In the records below, find the line containing "Locate the window in" and the line containing "Locate the building"; please repeat exactly the lines from one to the other, both included, and nothing more.

Segment Start: Entries supplied

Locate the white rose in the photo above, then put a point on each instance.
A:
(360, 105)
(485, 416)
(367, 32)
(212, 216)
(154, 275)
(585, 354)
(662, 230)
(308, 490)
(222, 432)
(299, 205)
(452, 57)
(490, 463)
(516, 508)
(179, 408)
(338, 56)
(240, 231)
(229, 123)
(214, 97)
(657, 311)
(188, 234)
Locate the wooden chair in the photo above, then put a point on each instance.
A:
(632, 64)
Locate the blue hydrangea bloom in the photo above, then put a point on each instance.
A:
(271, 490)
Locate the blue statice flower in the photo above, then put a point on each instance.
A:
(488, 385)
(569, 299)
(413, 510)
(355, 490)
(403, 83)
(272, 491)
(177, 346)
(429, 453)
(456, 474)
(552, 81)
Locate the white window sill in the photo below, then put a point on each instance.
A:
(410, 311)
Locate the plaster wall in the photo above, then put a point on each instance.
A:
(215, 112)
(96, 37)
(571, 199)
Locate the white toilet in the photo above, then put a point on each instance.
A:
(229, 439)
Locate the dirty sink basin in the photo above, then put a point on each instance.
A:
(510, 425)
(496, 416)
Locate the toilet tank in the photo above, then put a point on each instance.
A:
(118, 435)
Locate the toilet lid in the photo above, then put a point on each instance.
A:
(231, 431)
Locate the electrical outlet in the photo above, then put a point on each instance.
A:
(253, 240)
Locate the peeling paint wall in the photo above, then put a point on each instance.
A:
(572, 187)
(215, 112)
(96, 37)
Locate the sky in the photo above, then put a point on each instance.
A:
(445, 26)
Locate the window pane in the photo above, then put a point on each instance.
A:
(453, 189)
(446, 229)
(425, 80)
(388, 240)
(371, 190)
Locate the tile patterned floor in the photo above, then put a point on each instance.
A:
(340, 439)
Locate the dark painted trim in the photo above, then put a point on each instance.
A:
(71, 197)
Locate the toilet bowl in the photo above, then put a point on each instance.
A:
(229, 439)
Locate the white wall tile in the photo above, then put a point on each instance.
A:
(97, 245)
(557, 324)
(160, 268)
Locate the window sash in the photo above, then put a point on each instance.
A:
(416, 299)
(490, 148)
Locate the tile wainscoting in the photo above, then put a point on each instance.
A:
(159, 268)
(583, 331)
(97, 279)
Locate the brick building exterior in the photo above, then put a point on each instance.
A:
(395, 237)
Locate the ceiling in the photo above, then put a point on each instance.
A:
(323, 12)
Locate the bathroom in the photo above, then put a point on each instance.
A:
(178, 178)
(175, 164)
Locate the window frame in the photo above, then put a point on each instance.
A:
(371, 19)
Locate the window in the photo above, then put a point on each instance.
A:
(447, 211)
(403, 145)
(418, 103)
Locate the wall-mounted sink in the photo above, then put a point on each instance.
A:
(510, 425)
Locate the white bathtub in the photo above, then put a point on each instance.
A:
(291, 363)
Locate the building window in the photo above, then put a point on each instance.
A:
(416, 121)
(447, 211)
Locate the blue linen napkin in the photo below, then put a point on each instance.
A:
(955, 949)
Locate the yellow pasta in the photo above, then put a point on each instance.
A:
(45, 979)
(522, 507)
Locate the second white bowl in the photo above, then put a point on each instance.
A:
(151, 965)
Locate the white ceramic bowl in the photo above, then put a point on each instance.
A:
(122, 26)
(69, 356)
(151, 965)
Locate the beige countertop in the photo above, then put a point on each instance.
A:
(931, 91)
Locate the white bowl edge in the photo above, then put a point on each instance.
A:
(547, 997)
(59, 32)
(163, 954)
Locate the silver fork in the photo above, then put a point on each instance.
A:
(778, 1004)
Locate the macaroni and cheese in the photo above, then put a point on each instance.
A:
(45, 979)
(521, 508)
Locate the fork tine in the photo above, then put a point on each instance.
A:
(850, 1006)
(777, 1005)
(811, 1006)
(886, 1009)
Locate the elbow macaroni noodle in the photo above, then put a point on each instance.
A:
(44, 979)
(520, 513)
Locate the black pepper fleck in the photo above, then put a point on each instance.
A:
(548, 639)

Segment End: Entries supplied

> _Worked solution_:
Locate the window in the photo above, then put a point on each instance.
A:
(447, 211)
(403, 145)
(418, 103)
Locate the wall-mounted sink in the photo above, then put a point on each instance.
A:
(510, 425)
Locate the white bathtub in the photo above, then put a point on each instance.
A:
(291, 363)
Locate the building window in the photo above, then put a point on each instance.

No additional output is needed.